**DATA SUPPLIED**:
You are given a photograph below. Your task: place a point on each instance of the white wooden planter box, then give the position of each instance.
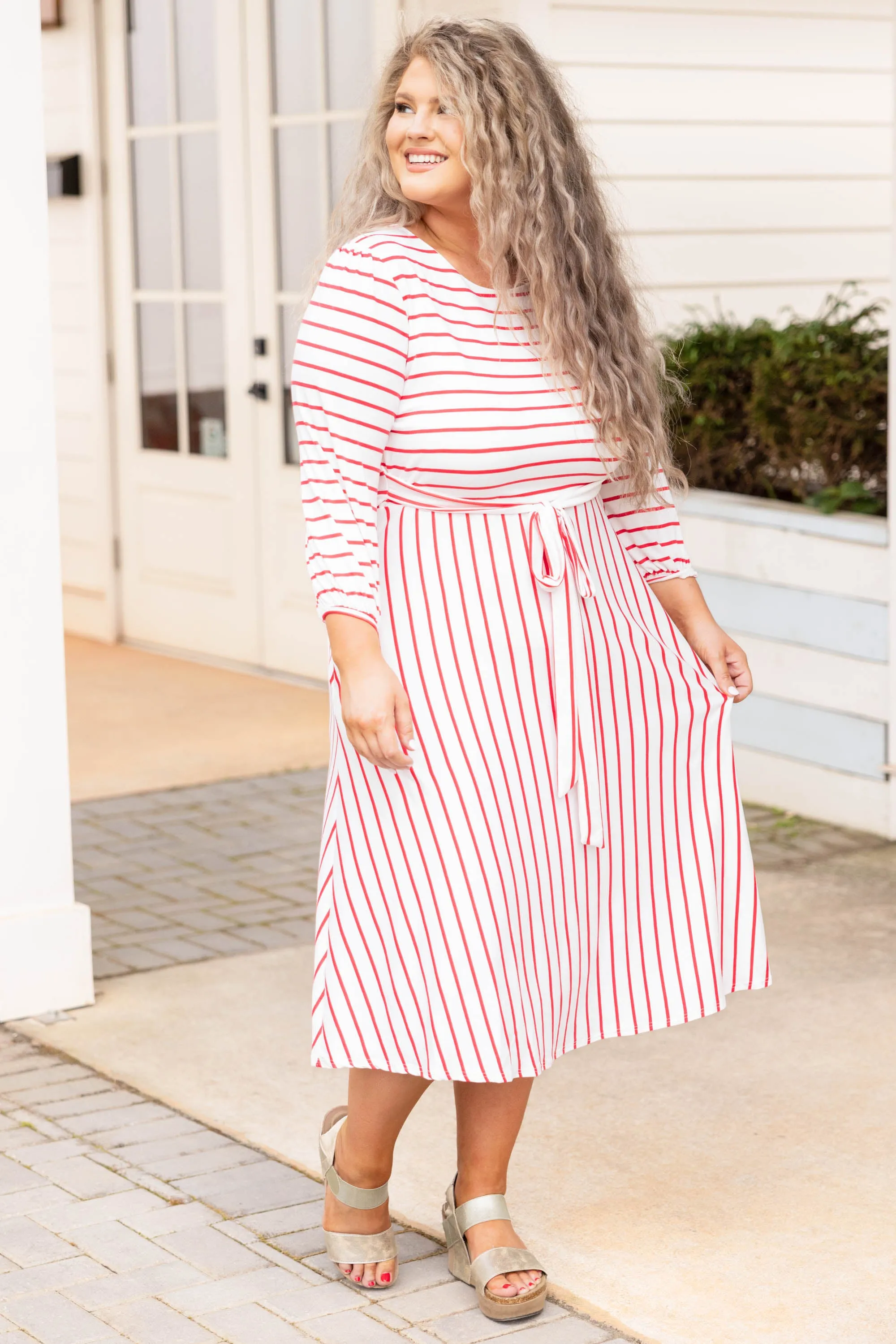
* * *
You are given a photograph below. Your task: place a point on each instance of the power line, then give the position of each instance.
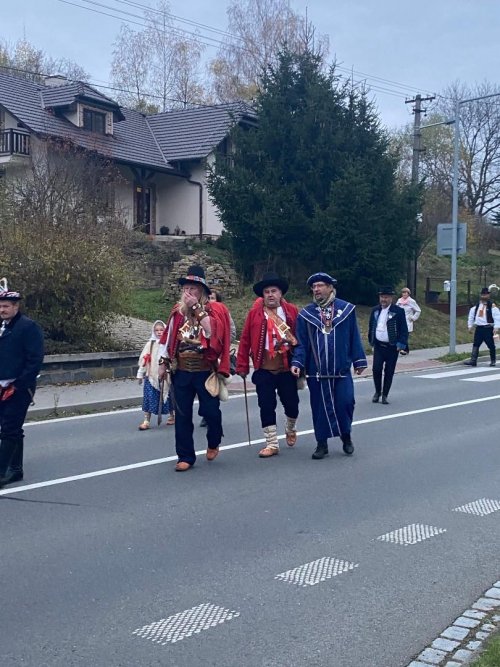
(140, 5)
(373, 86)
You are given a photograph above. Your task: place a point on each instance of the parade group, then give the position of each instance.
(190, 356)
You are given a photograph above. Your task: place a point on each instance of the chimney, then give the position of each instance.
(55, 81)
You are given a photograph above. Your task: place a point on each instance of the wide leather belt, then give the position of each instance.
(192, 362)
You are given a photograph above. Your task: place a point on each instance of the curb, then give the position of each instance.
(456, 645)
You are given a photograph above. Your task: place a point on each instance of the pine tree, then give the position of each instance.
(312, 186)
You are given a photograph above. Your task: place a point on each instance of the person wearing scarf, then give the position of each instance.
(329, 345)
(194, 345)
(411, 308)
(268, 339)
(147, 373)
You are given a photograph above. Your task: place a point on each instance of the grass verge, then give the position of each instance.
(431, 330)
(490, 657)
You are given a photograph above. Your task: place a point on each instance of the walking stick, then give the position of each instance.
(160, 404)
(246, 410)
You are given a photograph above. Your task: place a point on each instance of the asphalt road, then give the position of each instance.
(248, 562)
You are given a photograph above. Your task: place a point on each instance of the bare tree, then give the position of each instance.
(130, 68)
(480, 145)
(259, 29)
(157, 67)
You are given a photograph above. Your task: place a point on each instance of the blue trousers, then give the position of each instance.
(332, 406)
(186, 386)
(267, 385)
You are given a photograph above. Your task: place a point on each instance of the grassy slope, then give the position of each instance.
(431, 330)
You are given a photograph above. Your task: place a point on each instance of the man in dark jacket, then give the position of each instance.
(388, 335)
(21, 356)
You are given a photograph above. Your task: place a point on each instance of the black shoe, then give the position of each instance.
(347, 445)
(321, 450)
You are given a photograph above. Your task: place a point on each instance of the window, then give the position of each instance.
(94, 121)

**INSTRUCTIONS FOR THE TASK**: Identify every line in the entries above that contains the word "below", matching case exactly, and copy each of those lines.

**PROBLEM SOLUTION**:
You are given a photograph below. Your task: place a point on each instance of the white wooden planter box, then give the position of each instance.
You are given a photograph below. Your task: place a point on each instance of the power line, then give the position of each instance.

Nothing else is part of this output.